Given passage:
==================================================

ChatGPT and Current AIs Are Dumb

on thing jumped out. in your terminal log the referee passes the updated FEN string back to the model on every move. that could be why they play better without thinking tokens. generating fuzzy associative english tokens probably just adds analog noise. the more it ‘thinks’, the more chances it has to hallucinate a piece’s position. the referee OTOH acts as an external constraint checker. injecting the deterministic FEN string forces a hard resynchronization with reality. that external error-correction loop is doing all the heavy lifting to anchor the state, so ‘thinking’ just dilutes the anchor.

have you tested them without the FEN feedback? i wonder how that will change the result

(Ironically, the script sounds AI-assisted to me.)

Yeah. One thing that’s not great for chess (and I’m not sure if there’s a better format) is that the encoded shorthand we use probably does not map well to tokens.

Also, not all thinking is worse. gpt54nano is better it seems with thinking, so it might come down to the model + how they trained reasoning and attention (eg training it from the outputs of other LLMs might make for more ‘fake reasoning’ than ‘real reasoning’ which works okay for formulaic websites but not for chess)

The other thing is that I’m trying to make the chess games work and resolve, too. Which means through the harness design I’m choosing stuff that makes it easier for the AI to produce valid output which also means valid moves. Human games don’t really work like that – they’re more like 2 players without a ref and no error checking, but they aren’t so likely to call each other out for invalid moves or cheating (and sometimes they claimed a move was invalid when it wasn’t and the other one went along with it).

==================================================

Data records:
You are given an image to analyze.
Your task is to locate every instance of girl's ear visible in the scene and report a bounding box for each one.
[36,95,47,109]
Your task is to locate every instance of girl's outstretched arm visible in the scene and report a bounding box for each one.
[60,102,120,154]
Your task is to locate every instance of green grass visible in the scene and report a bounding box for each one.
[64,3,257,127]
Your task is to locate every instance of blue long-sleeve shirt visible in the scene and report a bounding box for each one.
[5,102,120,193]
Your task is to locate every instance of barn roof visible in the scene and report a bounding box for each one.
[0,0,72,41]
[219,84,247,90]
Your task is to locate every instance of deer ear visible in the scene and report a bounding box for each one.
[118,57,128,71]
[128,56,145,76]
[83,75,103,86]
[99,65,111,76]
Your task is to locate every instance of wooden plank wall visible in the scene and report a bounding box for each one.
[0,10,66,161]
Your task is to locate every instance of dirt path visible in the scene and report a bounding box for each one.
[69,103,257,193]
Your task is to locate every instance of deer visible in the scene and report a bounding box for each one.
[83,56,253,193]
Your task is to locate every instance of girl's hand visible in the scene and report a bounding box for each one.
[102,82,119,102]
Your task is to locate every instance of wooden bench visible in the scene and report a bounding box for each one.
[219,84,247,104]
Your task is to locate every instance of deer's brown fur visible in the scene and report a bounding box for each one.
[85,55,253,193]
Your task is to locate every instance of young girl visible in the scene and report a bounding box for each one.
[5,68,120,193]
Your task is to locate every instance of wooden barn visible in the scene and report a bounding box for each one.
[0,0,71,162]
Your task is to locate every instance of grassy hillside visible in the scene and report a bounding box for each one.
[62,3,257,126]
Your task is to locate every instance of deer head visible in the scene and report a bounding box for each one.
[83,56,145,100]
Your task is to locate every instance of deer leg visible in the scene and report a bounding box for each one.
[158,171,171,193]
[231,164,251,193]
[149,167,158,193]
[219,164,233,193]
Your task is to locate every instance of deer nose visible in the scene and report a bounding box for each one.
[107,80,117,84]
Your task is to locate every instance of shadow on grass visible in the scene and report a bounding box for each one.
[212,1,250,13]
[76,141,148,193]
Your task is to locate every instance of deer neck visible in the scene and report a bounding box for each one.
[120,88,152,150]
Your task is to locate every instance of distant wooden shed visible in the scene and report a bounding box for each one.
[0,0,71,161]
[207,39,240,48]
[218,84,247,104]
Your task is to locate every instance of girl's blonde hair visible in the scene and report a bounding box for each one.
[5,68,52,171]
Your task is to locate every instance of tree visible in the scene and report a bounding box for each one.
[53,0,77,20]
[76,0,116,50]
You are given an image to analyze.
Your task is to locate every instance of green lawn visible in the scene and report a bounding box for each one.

==================================================

Apply what you read:
1 - In the forum thread, what does the referee pass back to the model on every move?
2 - Reproduce the part of the forum thread that opens with the words containing "ChatGPT and Current" and closes with "dilutes the anchor.".

Results by task:
1 - The updated FEN string.

2 -
ChatGPT and Current AIs Are Dumb

on thing jumped out. in your terminal log the referee passes the updated FEN string back to the model on every move. that could be why they play better without thinking tokens. generating fuzzy associative english tokens probably just adds analog noise. the more it ‘thinks’, the more chances it has to hallucinate a piece’s position. the referee OTOH acts as an external constraint checker. injecting the deterministic FEN string forces a hard resynchronization with reality. that external error-correction loop is doing all the heavy lifting to anchor the state, so ‘thinking’ just dilutes the anchor.